• [Given task] Present the items below as a numbered list, one line per number, with any blank lines dropped.
§
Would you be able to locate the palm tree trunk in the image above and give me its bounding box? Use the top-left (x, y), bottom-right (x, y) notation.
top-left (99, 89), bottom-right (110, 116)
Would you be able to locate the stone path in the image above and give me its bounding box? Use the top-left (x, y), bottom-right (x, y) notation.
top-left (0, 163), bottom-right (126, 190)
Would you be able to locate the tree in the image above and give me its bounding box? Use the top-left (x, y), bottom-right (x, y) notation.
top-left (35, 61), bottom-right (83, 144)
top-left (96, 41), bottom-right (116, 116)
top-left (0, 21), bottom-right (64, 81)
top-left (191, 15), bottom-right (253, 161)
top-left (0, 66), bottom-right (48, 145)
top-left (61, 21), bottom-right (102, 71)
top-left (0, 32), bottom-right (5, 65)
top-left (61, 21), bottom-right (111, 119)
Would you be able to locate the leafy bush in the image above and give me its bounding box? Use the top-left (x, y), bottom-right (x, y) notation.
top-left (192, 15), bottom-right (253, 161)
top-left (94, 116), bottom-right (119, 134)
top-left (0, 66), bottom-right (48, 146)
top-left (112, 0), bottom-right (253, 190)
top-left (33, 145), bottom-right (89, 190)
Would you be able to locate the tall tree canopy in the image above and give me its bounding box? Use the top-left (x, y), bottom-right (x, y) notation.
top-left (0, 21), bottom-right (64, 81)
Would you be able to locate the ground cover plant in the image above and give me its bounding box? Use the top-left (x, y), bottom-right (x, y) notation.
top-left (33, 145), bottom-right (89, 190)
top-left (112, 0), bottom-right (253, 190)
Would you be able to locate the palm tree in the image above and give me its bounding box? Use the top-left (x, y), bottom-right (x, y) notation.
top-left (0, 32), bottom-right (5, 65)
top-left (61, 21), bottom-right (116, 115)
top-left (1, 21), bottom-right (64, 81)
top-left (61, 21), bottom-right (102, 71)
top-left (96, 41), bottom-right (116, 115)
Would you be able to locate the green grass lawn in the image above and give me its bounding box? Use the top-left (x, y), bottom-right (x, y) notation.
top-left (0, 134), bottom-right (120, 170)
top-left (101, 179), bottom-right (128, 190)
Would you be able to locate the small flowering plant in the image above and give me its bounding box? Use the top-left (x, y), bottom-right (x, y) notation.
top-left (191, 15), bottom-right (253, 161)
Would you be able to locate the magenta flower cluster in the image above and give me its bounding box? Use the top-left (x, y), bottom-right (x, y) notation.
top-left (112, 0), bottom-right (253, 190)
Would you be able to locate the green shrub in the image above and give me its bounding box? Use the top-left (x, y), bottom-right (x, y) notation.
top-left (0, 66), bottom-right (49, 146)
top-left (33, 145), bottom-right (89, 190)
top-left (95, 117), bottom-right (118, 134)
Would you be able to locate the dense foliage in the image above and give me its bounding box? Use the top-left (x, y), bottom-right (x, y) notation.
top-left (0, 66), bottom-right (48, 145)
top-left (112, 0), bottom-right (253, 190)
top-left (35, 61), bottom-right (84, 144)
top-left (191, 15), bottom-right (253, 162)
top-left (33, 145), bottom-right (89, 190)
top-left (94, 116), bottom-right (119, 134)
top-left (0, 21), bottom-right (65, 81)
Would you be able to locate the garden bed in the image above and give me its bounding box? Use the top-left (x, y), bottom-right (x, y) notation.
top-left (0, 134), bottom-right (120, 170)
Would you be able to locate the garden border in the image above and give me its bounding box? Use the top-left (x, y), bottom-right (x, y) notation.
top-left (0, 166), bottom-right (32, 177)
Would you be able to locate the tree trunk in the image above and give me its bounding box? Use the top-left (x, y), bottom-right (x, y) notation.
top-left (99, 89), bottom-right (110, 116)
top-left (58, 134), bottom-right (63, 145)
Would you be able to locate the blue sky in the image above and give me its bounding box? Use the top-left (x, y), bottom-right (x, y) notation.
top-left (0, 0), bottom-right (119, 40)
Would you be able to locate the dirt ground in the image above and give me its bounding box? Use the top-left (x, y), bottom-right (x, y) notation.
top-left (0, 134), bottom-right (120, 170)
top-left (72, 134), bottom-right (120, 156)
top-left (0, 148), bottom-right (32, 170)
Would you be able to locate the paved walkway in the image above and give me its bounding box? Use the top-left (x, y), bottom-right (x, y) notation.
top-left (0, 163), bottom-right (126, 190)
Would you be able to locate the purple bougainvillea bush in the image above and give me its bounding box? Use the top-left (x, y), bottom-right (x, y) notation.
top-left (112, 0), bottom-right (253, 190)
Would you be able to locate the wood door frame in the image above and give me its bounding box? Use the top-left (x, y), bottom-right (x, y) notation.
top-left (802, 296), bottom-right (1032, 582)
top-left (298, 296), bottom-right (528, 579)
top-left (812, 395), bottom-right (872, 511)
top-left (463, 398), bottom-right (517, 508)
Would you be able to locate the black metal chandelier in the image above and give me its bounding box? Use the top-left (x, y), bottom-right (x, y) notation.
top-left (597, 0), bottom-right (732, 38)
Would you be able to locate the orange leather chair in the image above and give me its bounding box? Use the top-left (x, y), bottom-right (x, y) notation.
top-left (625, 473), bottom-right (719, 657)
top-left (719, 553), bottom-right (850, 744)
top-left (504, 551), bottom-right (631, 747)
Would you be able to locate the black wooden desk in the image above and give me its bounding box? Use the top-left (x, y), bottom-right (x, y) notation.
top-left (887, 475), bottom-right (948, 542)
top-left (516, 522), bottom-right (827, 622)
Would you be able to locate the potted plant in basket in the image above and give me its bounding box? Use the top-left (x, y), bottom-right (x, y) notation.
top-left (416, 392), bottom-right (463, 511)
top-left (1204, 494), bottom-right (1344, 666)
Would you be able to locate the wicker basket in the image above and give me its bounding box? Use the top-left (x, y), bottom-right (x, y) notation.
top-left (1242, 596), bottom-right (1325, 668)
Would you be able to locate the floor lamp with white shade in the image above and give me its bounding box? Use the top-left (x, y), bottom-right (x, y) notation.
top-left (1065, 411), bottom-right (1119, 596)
§
• [Solution to the problem]
1. Would you be able to locate the palm tree trunk in the image above and give me its bounding box? Use the top-left (x, y), bottom-right (x, y) notation.
2. top-left (99, 89), bottom-right (110, 116)
3. Would you be able to locate the stone path in the image above and give me its bounding box? Use the top-left (x, y), bottom-right (x, y) notation.
4. top-left (0, 163), bottom-right (126, 190)
5. Would you be able to locate the tree in the image above and give me its bounding box? Use the top-left (x, y), bottom-right (x, y) notation.
6. top-left (35, 61), bottom-right (83, 144)
7. top-left (96, 41), bottom-right (116, 116)
8. top-left (0, 21), bottom-right (64, 81)
9. top-left (191, 15), bottom-right (253, 161)
10. top-left (0, 66), bottom-right (48, 145)
11. top-left (61, 21), bottom-right (102, 71)
12. top-left (0, 32), bottom-right (5, 65)
13. top-left (61, 21), bottom-right (111, 119)
14. Would you be able to locate the leafy bush in the image above and give me its bounding box? Use the top-left (x, y), bottom-right (x, y) notation.
15. top-left (192, 15), bottom-right (253, 161)
16. top-left (94, 116), bottom-right (119, 134)
17. top-left (0, 66), bottom-right (48, 146)
18. top-left (112, 0), bottom-right (253, 190)
19. top-left (33, 145), bottom-right (89, 190)
20. Would you be able to locate the tall tree canopy in the image above and give me its bounding box? Use the top-left (x, y), bottom-right (x, y) notation.
21. top-left (0, 21), bottom-right (64, 81)
22. Would you be able to locate the ground cover plant in the image above and give me its bounding box? Use the top-left (x, y), bottom-right (x, y) notation.
23. top-left (33, 145), bottom-right (89, 190)
24. top-left (112, 0), bottom-right (253, 190)
25. Would you be able to locate the palm tree in the image above and give me its bounding box? Use the top-left (x, y), bottom-right (x, y) notation.
26. top-left (0, 32), bottom-right (5, 65)
27. top-left (61, 21), bottom-right (116, 115)
28. top-left (1, 21), bottom-right (64, 81)
29. top-left (61, 21), bottom-right (102, 71)
30. top-left (96, 41), bottom-right (116, 115)
31. Would you be able to locate the green grass lawn in the image above and give me its bounding box? Use the top-left (x, y), bottom-right (x, y) notation.
32. top-left (0, 134), bottom-right (120, 170)
33. top-left (101, 179), bottom-right (128, 190)
34. Would you be able to locate the small flowering plant in the image above and give me its bounding box? Use the top-left (x, y), bottom-right (x, y) notation.
35. top-left (191, 15), bottom-right (253, 161)
36. Would you be able to locate the magenta flower cluster in the image above and give me its bounding box? Use the top-left (x, y), bottom-right (x, y) notation.
37. top-left (112, 0), bottom-right (253, 190)
38. Would you be able to locate the green shrub in the image above and give me its bounding box? Use the top-left (x, y), bottom-right (x, y) notation.
39. top-left (0, 66), bottom-right (49, 146)
40. top-left (33, 145), bottom-right (89, 190)
41. top-left (95, 117), bottom-right (118, 134)
42. Would you be able to locate the dense foliage in the image above and give me its bounding box? Use the top-left (x, y), bottom-right (x, y) notation.
43. top-left (0, 66), bottom-right (48, 145)
44. top-left (112, 0), bottom-right (253, 190)
45. top-left (35, 61), bottom-right (84, 144)
46. top-left (191, 15), bottom-right (253, 162)
47. top-left (33, 145), bottom-right (89, 190)
48. top-left (94, 116), bottom-right (119, 134)
49. top-left (0, 21), bottom-right (65, 81)
50. Would you be able to locate the garden bed in the image above and give me its bounding box? Use the top-left (x, y), bottom-right (x, y) notation.
51. top-left (0, 134), bottom-right (120, 170)
52. Would you be able to locate the garden border in the image above and give me its bounding box? Use the top-left (x, y), bottom-right (x, y) notation.
53. top-left (0, 166), bottom-right (32, 177)
54. Would you be able to locate the tree trunk in the image above and give me its bounding box? Use the top-left (x, y), bottom-right (x, y) notation.
55. top-left (99, 89), bottom-right (110, 116)
56. top-left (58, 134), bottom-right (63, 145)
57. Would you be able to locate the blue sky in the image above and give me its bounding box? Use the top-left (x, y), bottom-right (x, y) notation.
58. top-left (0, 0), bottom-right (119, 40)
59. Would you be able to locate the dirt ground in the image above and give me its bounding box? Use the top-left (x, y), bottom-right (x, y) notation.
60. top-left (0, 134), bottom-right (120, 170)
61. top-left (72, 134), bottom-right (120, 156)
62. top-left (0, 148), bottom-right (32, 170)
63. Would you be able to locate the paved walkway in the image above and give me its bounding box? Use the top-left (x, y), bottom-right (x, y) notation.
64. top-left (0, 163), bottom-right (126, 190)
65. Would you be able to locate the purple bougainvillea bush in the image above and give me its bounding box? Use the top-left (x, y), bottom-right (x, y) notation.
66. top-left (112, 0), bottom-right (253, 190)
67. Would you be able to locate the wood door frame in the image above and give me its bounding box? Use the top-left (x, y), bottom-right (x, y) notation.
68. top-left (802, 296), bottom-right (1032, 582)
69. top-left (298, 296), bottom-right (528, 579)
70. top-left (812, 395), bottom-right (872, 511)
71. top-left (463, 398), bottom-right (517, 508)
72. Would you be able to locate the black metal chandelier in the image above and give me its bounding box? Use the top-left (x, y), bottom-right (x, y) notation.
73. top-left (597, 0), bottom-right (732, 38)
74. Would you be able to locate the orange leather chair in the image above and give me its bounding box? Use the top-left (x, y), bottom-right (x, y) notation.
75. top-left (625, 473), bottom-right (719, 657)
76. top-left (719, 553), bottom-right (850, 744)
77. top-left (504, 551), bottom-right (631, 747)
78. Would you be able to locate the black wooden desk in the image above and give me its bounding box? Use the top-left (x, y), bottom-right (x, y) notation.
79. top-left (887, 475), bottom-right (948, 542)
80. top-left (516, 522), bottom-right (827, 622)
81. Would you be able to locate the potted plant in basket in the image above and give me its bounding box? Use the top-left (x, y), bottom-right (x, y) notation.
82. top-left (416, 392), bottom-right (463, 511)
83. top-left (1204, 494), bottom-right (1344, 666)
84. Would you be able to locate the wicker basket in the image above and give me its bounding box? Use the top-left (x, y), bottom-right (x, y) notation.
85. top-left (1242, 596), bottom-right (1325, 668)
86. Would you be able to locate the floor lamp with white shade in the image above and give me its bounding box? Use the top-left (x, y), bottom-right (x, y) notation.
87. top-left (1065, 411), bottom-right (1119, 596)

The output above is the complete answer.